Set task: Give the material again in full, matching it exactly.

■ ■ ■ ■ ■

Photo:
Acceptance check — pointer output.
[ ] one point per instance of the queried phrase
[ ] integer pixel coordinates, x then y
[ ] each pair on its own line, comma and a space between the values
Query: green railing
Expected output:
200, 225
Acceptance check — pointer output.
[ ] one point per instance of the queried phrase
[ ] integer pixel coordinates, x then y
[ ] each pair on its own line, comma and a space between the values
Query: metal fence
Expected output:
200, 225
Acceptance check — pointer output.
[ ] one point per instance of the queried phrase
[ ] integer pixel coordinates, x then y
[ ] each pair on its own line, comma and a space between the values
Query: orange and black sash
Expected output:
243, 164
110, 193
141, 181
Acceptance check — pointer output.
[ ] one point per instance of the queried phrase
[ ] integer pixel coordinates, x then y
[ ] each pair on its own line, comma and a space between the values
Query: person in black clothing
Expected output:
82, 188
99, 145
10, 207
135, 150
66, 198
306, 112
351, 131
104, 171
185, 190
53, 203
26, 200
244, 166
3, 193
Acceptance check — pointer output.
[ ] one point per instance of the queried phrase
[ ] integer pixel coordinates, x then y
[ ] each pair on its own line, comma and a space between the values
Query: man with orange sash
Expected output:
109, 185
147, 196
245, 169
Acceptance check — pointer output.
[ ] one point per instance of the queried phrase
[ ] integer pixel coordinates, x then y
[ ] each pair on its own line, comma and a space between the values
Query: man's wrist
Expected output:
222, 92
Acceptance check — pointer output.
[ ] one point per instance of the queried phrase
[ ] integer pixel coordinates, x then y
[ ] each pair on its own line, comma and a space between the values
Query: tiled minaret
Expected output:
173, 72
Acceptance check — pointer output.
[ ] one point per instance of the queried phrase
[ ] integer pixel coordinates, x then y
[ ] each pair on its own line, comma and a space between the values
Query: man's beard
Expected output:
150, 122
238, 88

■ ■ ■ ■ ■

Expected output:
Photo:
Acceptance check — pointer output.
[ ] one point per instance of the queried phrase
[ ] integer pixel coordinates, x then y
[ ] each pair on its own line, comma and a space between the values
Query: green railing
Expected output:
200, 225
Acceptance check — pointer output.
[ ] one point per instance of the queried phrase
[ ] integer pixel coordinates, x then y
[ ] each pair on its own line, comma and a space between the values
Query: metal fence
Expected output:
200, 225
Acceptance check — pointer output.
[ ] one point per instance of the queried phrase
[ ] integer pixel coordinates, x then y
[ ] each pair on its own line, comma and a space between the values
Query: orange and black sash
Expected output:
243, 164
110, 193
141, 181
Acceptance check — pointer output.
[ ] one point per instance of the queried phrase
[ ] integer pixel coordinates, x then y
[ ] each pair on its own line, comma and a space between the values
Query: person in black clothing
Expected output:
82, 188
99, 145
10, 207
135, 150
66, 198
306, 112
351, 131
104, 171
185, 190
53, 203
26, 200
244, 166
3, 193
Acceptance check — pointer output.
[ ] one point per instance of the queried phrase
[ ] integer pixel coordinates, x then y
[ ] each pair on its own line, comma and a space between the values
Query: man with orange sash
Expected output:
109, 185
147, 196
245, 169
Acceptance check — pointer output.
[ ] one point per instance of the queried phrase
[ ] integer pixel coordinates, x then y
[ ] each pair on its own line, comma and a space between the values
Query: man's wrist
Expected output:
222, 92
Acceptance check — pointer output.
[ ] one point per instance of the queried phrase
[ ] integer pixel coordinates, x then y
[ ] each pair on its own line, comma and a space between the values
Query: tiled minaret
Expected output:
173, 72
Acceptance check — pointer output.
[ ] one point per instance of the queried phrase
[ ] integer pixel coordinates, x then y
[ ] each pair on its own line, comma and a space between the values
Query: man's beard
Expected output:
150, 122
238, 88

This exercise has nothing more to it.